INSTRUÇÃO DE TRABALHO 1:
Responda, com base no excerto sobre o nervo vago:
(a) Em que região do corpo termina o nervo vago?
(b) De que palavra latina vem o nome "vago"?
(c) Em que local ocorreu, em 1995, a primeira vez que Aníbal Cavaco Silva passou pela experiência?
INSTRUÇÃO DE TRABALHO 2:
Prossiga o texto sobre o nervo vago a partir da última frase apresentada.

EXCERTO:
--------------------

Se já deu por si a perder as forças, a ficar com a visão toldada e a deixar de ouvir o que se passa à sua volta, é sinal de que o nervo vago – ou pneumogástrico – está a cumprir a sua missão.
O décimo de 12 pares de nervos cranianos, localizado na nuca (acima do mesencéfalo), destaca-se pela extensão: começa no tronco cerebral, estende-se pelo pescoço, passa pelo tórax, o abdómen e o intestino e termina na região urogenital. Por ter várias ramificações, a sua qualidade errante terá levado a que fosse batizado de “vago” (do latim vagus). Integrado no sistema nervoso autónomo e rico em fibras sensoriais e motoras, este nervo faz a ponte entre o cérebro e os órgãos viscerais, sendo uma espécie de sentinela do organismo. Uma vez estimulado, interfere no funcionamento desses órgãos, que estão fora do nosso controlo consciente.
Diante de uma ameaça, real ou percebida, a estimulação exagerada deste nervo complexo conduz à ativação e à desativação de funções vitais, como forma de repor o equilíbrio do sistema: o estômago ou as tripas dão sinal de si, surgem palpitações, a cabeça fica às voltas, é-se acometido de tonturas, suores e fica-se “branco como a cal”. É a chamada síncope – ou síndrome – vasovagal (SVV). Em bom português, tem-se um desmaio.
A expressão “reação vagal” entrou no léxico dos portugueses quando, há oito anos, o então Presidente da República, Aníbal Cavaco Silva, se sentiu mal e caiu durante o discurso das comemorações do Dia de Portugal, na Guarda, tendo recuperado a consciência alguns minutos depois. Foi a segunda vez que o político passou pela incómoda experiência. A primeira deu-se em 1995, em plena tomada de posse do governo de António Guterres, no Palácio de Belém. Na altura, o então ex-primeiro-ministro atribuiu o sucedido ao estado emocional em que se encontrava após a morte do sogro, mas o caso ficou para a História e deu azo a especulações.

--------------------

ENTRADAS APRESENTADAS:

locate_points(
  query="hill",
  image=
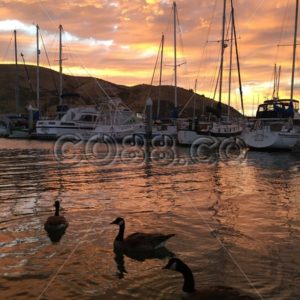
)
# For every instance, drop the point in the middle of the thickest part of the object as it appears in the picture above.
(90, 91)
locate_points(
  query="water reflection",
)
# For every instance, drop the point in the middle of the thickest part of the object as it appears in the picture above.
(250, 206)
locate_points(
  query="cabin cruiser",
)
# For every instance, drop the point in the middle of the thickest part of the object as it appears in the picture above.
(87, 121)
(277, 126)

--------------------

RESULTADO 1:
(a) Na região urogenital.
(b) Da palavra latina vagus.
(c) No Palácio de Belém, durante a tomada de posse do governo de António Guterres.

RESULTADO 2:
Permanecer muito tempo em pé, ficar exposto a ambientes muito cheios ou com temperaturas elevadas, passar uma noite em claro, estar em jejum, embriagado ou desidratado podem desencadear este “apagão”, mas os gatilhos de natureza emocional também contribuem para cenários de pré-desmaio e desmaio: ter medo de agulhas, ficar numa pilha de nervos antes de uma avaliação ou receber uma má notícia, por exemplo.
Alarme, ou nem por isso?
Fica-se “para morrer”, mas, geralmente, não passa de um susto sem implicações de maior. O que se passa, no plano fisiológico, é a descida abrupta da frequência cardíaca e da pressão arterial, reduzindo a irrigação do coração e do cérebro, e o sistema desliga temporariamente, à semelhança do que sucede com os equipamentos informáticos em sobreaquecimento.
“A síncope vasovagal é a causa mais frequente de desmaio, quer em adultos quer em crianças, e costuma acontecer em situações de dor intensa, de maior stresse, como medo e exposição ao calor, e é habitualmente progressiva, não surgindo do nada”, esclarece Renato Oliveira, médico interno de Neurologia do Hospital da Luz.
A razão pela qual o risco de ter SVV toca mais a uns do que a outros tem que ver com “a predisposição genética, hormonal e a propensão a ter perturbações ansiosas”, mas, geralmente, “a recorrência dos episódios é aleatória e muitas vezes imprevisível”.
É natural que surjam sentimentos de insegurança do tipo “será que vai voltar a acontecer?”, “e se eu bater com a cabeça no chão, sem ninguém por perto para me socorrer?”, ou sinais de abatimento, que tendem a dissipar-se e a pessoa volta ao seu ritmo normal.
Afinal, a SVV não é uma doença e, na maioria dos casos, não requer tratamento específico, talvez apenas alguns ajustes ligados ao contexto em que ocorreu, ou costuma ocorrer (por exemplo, tirar sangue deitado se tiver medo de agulhas).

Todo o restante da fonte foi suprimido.